Instructions to follow: Which members of the Wright family are named in the passage on Butterley Hall? List them all.

Passage shown:

════════════════════

Butterley Hall is an 18th-century country house near Ripley, Derbyshire. It is a Grade II listed building. The site is now the headquarters of the Derbyshire Constabulary.

The manor of Butterley was owned by Darley Abbey until the Dissolution of the Monasteries in the 16th century.

The two-storey, attic gabled eight-bayed house was built in the late 18th century for the Home family but was sold in 1790 to Francis Beresford for occupation by Benjamin Outram, founder of the Butterley Company. The Hall was the 1803 birthplace of General Sir James Outram of the Indian Army.

Following Benjamin Outram's death in 1805 his business partner William Jessop took residence. His grandson, also William Jessop of Butterley Hall, was High Sheriff of Derbyshire in 1878.

From 1891 until his death in 1938 the hall was occupied by Albert Leslie Wright (1862-1938), eldest son of the Revd Henry Wright, Secretary of the Church Mission society, and his family. Leslie was Chairman and Managing Director of the Butterley Company and held the office of High Sheriff of Derbyshire in 1919. His son by his first wife, Fitzwalter Wright (1902-1957), and grandson John Wright continued to run Butterley until 1968.

The house later became the head office of the Butterley Company before it was acquired by Derbyshire Police.

════════════════════

Data records:
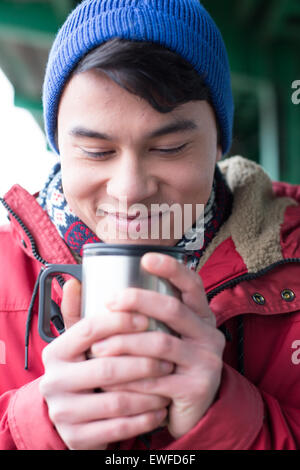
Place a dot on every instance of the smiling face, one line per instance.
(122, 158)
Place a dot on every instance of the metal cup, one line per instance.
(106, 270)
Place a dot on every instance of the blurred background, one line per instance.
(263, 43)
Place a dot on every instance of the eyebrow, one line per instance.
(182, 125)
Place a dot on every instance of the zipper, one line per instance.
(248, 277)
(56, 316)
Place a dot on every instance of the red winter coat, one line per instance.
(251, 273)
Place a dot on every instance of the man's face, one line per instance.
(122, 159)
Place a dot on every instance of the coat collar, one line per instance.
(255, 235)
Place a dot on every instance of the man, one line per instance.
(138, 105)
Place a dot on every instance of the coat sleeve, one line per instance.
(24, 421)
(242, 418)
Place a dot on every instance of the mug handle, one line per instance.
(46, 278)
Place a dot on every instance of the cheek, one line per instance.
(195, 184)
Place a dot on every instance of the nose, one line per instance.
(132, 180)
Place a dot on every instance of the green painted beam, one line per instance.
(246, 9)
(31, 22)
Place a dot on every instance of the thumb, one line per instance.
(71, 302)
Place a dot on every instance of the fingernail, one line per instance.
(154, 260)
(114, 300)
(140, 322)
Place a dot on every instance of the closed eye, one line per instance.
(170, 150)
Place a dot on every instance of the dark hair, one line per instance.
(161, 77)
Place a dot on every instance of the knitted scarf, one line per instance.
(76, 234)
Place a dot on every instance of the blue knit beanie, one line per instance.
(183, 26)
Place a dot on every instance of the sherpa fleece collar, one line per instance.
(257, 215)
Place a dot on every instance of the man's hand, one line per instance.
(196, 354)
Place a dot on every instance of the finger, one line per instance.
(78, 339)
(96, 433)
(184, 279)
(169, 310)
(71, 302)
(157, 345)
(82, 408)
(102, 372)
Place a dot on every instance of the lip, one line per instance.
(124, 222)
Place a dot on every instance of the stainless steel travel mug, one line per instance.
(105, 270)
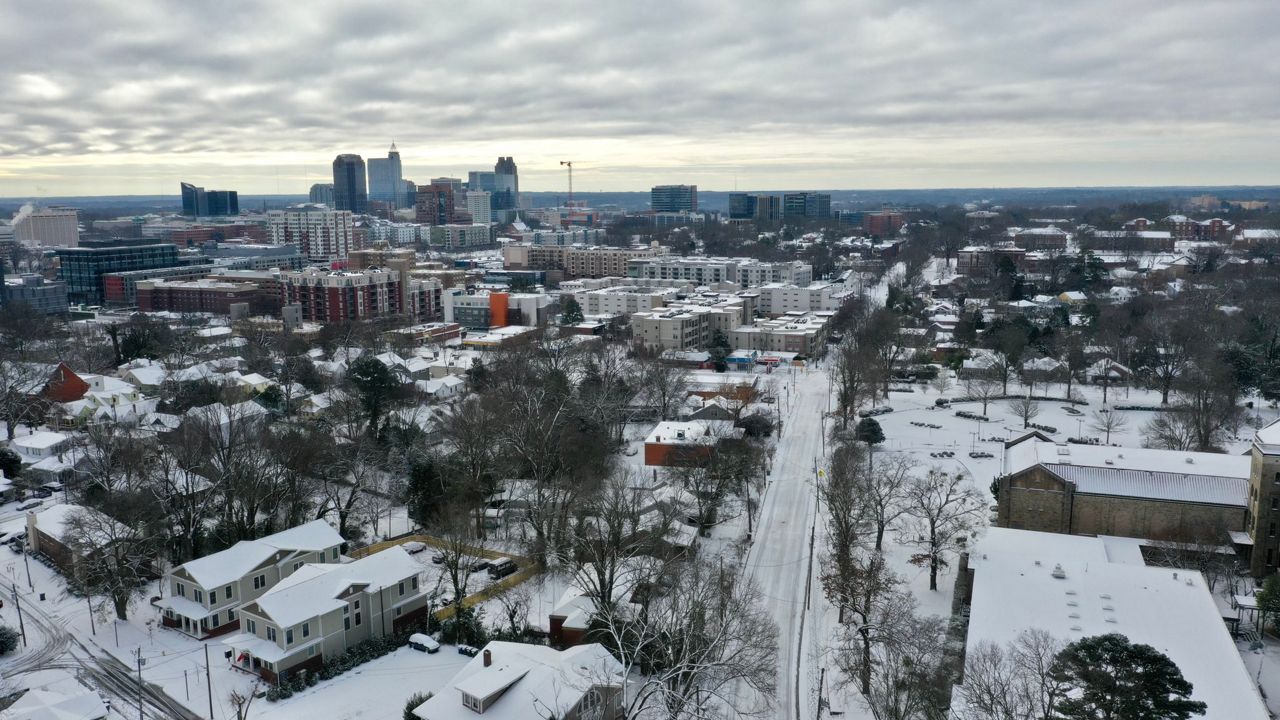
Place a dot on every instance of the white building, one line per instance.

════════════════════

Answer space:
- Albert Leslie Wright
- the Revd Henry Wright
- Fitzwalter Wright
- John Wright